→ **Stated goal**: Update the items below so that "Output" takes the place of "Answer" wherever it occurs, and leave every other part of the lines as it is.

[Contour annotation items]
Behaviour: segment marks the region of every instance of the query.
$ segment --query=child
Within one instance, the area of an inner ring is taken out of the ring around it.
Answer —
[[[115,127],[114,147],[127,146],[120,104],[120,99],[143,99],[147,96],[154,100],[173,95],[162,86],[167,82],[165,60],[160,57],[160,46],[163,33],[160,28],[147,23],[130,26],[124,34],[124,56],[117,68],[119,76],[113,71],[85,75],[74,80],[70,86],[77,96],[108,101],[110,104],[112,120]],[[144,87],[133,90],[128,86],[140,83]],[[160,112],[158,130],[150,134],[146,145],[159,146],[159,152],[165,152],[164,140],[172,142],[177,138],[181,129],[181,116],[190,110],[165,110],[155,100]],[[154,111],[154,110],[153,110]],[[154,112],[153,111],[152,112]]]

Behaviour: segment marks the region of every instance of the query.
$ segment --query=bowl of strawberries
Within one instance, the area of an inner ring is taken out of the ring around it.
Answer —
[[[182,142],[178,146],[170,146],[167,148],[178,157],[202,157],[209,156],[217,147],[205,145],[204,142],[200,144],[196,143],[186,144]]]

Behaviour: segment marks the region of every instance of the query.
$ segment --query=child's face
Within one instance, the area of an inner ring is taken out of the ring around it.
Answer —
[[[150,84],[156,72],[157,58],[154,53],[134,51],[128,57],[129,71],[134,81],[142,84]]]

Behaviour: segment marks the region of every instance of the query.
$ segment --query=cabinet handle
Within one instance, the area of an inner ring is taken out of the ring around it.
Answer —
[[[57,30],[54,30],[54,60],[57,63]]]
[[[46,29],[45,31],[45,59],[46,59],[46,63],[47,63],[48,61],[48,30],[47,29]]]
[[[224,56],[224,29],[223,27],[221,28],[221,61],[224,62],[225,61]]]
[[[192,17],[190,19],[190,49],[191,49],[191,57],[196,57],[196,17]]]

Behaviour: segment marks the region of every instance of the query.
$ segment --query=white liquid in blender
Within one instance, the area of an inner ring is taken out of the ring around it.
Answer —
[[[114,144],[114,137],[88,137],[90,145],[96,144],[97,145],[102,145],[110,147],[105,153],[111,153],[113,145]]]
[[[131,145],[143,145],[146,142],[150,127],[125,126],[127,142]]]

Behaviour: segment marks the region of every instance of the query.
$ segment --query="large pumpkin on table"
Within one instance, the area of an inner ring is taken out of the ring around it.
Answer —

→ **Task response**:
Behaviour: segment marks the region of every instance of the query.
$ segment --query=child
Within one instance, the area of an inner ring is taken out of the ring around it.
Output —
[[[115,127],[114,147],[127,146],[120,104],[120,99],[143,99],[147,96],[154,100],[173,95],[162,86],[167,82],[165,60],[160,57],[160,46],[163,33],[160,28],[147,23],[130,26],[124,34],[124,56],[117,68],[119,76],[113,71],[85,75],[74,80],[70,86],[77,96],[108,101],[110,104],[112,120]],[[144,87],[133,90],[128,86],[140,83]],[[160,112],[158,130],[150,134],[146,145],[159,146],[159,152],[165,152],[164,140],[172,142],[177,138],[181,129],[181,116],[190,110],[165,110],[155,100]],[[154,111],[154,110],[153,110]],[[154,112],[153,111],[152,112]]]

Behaviour: segment marks the region of every instance of the query.
$ segment --query=bowl of strawberries
Within one instance, the area of an inner ring is taken out of the ring around it.
Output —
[[[182,142],[178,146],[170,146],[167,148],[178,157],[202,157],[209,156],[217,147],[205,145],[204,142],[200,144],[196,143],[186,144]]]

Behaviour: segment marks the region of every instance of the query.
$ segment --query=child's face
Within one instance, the area of an inner ring is taken out of the ring around it.
Output —
[[[150,84],[156,72],[157,58],[154,53],[134,51],[128,57],[129,71],[134,81],[142,84]]]

Behaviour: segment marks the region of every instance of the query.
$ segment --query=cabinet handle
Within one instance, the area of an inner ring is taken out of the ring around it.
Output —
[[[57,30],[54,30],[54,60],[57,63]]]
[[[46,29],[45,31],[45,59],[46,59],[46,63],[47,63],[48,61],[48,30],[47,29]]]
[[[224,56],[224,29],[223,27],[221,28],[221,61],[224,62],[225,61]]]
[[[192,17],[190,19],[190,49],[191,49],[191,57],[196,57],[196,17]]]

Behaviour: segment marks the region of every instance of the query.
$ segment --query=white liquid in blender
Within one instance, the area of an inner ring is taken out of the ring around it.
Output —
[[[114,144],[114,137],[88,137],[90,145],[96,144],[97,145],[102,145],[110,147],[105,153],[111,153],[113,145]]]
[[[131,145],[143,145],[146,142],[150,127],[125,126],[127,142]]]

Behaviour: segment marks the region of every instance of the query.
$ segment --query="large pumpkin on table"
Within one instance, the area of an inner ring is taken out of the ring around it.
Output —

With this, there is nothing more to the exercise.